- _Requirement_: Find every line in the records below that contains "shirt", and copy it.

(Items listed in a dataset)

BEGIN

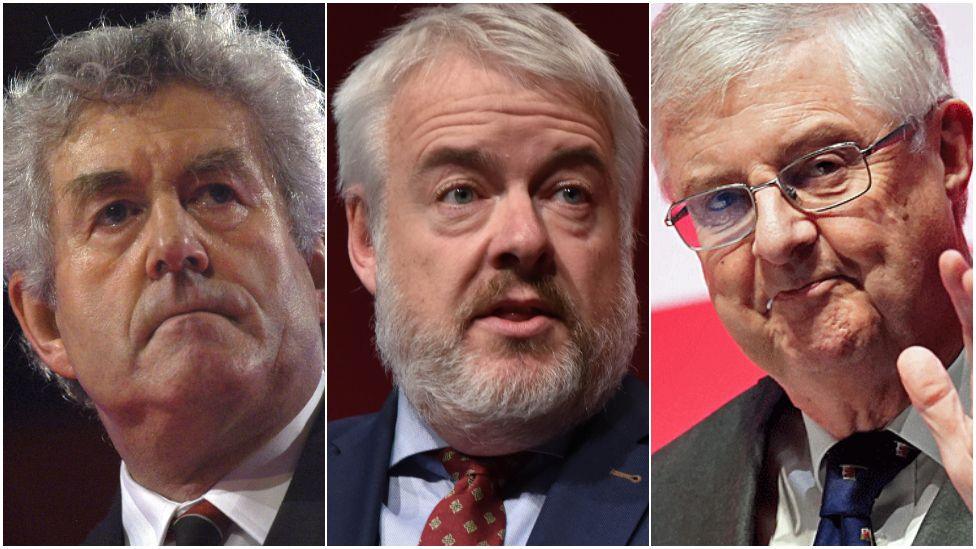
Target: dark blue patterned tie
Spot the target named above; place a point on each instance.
(858, 468)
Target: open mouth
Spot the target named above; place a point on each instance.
(517, 319)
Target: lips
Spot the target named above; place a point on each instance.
(156, 309)
(517, 318)
(811, 290)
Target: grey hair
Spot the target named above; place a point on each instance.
(895, 54)
(211, 48)
(532, 44)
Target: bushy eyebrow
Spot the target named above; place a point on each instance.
(574, 158)
(87, 186)
(222, 160)
(484, 162)
(470, 158)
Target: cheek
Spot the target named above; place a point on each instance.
(730, 275)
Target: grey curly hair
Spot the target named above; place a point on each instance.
(212, 48)
(533, 44)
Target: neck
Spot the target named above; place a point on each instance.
(848, 400)
(181, 452)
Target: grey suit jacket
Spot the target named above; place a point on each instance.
(706, 483)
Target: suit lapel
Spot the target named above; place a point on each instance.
(109, 531)
(301, 517)
(358, 464)
(714, 469)
(947, 522)
(586, 504)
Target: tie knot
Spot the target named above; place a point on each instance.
(859, 467)
(494, 467)
(200, 524)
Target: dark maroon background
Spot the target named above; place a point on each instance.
(357, 383)
(60, 471)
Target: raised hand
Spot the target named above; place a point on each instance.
(929, 387)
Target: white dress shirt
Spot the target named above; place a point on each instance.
(795, 444)
(250, 495)
(418, 481)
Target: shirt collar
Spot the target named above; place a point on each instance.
(909, 424)
(249, 495)
(412, 436)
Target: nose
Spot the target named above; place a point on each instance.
(520, 240)
(782, 232)
(174, 244)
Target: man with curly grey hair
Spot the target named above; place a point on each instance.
(490, 165)
(163, 216)
(817, 162)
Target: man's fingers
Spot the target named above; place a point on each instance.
(933, 395)
(957, 278)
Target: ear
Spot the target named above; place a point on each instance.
(362, 254)
(956, 150)
(40, 326)
(316, 266)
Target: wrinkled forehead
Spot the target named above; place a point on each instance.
(802, 97)
(454, 73)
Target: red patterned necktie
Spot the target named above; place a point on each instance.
(200, 524)
(473, 512)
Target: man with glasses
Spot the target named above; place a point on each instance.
(822, 181)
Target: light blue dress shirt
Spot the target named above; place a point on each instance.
(418, 481)
(797, 443)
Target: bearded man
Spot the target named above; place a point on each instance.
(490, 165)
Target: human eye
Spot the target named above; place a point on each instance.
(719, 208)
(458, 195)
(117, 214)
(215, 195)
(572, 194)
(817, 170)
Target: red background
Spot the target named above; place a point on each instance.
(356, 381)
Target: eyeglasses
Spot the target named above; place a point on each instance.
(814, 183)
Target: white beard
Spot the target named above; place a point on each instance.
(505, 409)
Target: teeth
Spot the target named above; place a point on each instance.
(516, 315)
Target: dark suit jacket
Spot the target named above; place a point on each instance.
(300, 519)
(706, 482)
(585, 505)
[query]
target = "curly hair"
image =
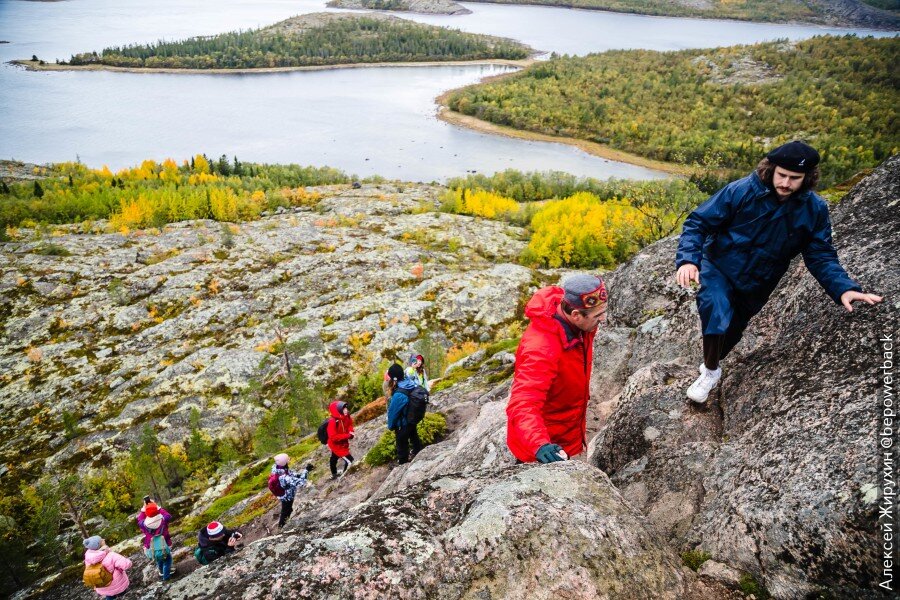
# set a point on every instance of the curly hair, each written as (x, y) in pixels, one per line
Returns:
(766, 168)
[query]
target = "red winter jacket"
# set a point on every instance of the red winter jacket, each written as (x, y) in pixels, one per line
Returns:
(551, 384)
(340, 428)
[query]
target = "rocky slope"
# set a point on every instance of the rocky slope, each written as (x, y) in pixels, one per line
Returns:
(125, 331)
(775, 476)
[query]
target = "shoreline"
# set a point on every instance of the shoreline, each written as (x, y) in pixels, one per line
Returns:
(30, 65)
(593, 148)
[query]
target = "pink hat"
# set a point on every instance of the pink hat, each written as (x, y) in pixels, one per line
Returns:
(215, 528)
(153, 522)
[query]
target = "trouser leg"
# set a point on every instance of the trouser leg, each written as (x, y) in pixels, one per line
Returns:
(166, 566)
(414, 436)
(712, 350)
(332, 462)
(402, 444)
(287, 507)
(745, 308)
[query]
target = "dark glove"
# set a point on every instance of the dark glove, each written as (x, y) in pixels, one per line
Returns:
(549, 453)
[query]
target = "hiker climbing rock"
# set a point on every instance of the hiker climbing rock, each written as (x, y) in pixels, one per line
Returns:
(738, 244)
(283, 483)
(215, 541)
(405, 409)
(415, 370)
(340, 432)
(104, 570)
(547, 409)
(153, 521)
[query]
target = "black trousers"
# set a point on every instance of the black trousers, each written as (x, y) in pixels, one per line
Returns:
(332, 462)
(287, 507)
(405, 435)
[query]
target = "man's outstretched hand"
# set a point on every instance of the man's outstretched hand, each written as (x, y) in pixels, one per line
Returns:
(687, 273)
(849, 297)
(549, 453)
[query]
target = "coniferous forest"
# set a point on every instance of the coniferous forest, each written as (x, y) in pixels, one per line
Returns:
(334, 41)
(721, 109)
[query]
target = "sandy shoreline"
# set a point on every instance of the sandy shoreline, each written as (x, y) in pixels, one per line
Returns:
(593, 148)
(31, 65)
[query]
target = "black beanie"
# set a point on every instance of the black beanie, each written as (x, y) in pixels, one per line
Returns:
(794, 156)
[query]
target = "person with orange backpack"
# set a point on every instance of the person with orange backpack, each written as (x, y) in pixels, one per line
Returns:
(340, 432)
(104, 570)
(283, 483)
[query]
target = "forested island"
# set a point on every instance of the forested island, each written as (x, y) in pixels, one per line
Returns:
(318, 39)
(881, 14)
(430, 7)
(712, 108)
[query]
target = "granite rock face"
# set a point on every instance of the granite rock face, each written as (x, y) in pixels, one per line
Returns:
(122, 331)
(525, 531)
(771, 477)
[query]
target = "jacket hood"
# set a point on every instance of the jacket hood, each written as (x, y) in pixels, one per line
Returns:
(92, 557)
(335, 409)
(408, 384)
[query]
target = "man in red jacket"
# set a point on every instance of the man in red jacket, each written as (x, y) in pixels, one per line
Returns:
(547, 410)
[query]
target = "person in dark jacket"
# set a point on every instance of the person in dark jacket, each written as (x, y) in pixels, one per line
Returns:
(738, 244)
(154, 520)
(405, 428)
(547, 409)
(216, 540)
(290, 481)
(340, 432)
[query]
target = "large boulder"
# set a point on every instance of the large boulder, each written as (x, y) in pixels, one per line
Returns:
(771, 477)
(558, 531)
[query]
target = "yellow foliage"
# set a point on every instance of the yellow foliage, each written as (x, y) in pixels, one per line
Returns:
(461, 351)
(480, 203)
(201, 165)
(201, 178)
(582, 231)
(268, 346)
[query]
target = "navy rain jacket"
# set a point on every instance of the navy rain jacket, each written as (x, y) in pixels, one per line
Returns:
(751, 237)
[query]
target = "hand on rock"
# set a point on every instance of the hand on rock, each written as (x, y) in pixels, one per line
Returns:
(550, 453)
(850, 296)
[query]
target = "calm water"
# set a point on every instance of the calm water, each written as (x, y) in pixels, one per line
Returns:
(364, 121)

END

- _Result for this exercise_:
Target: white dress shirt
Target: shirt collar
Target: light blue dress shirt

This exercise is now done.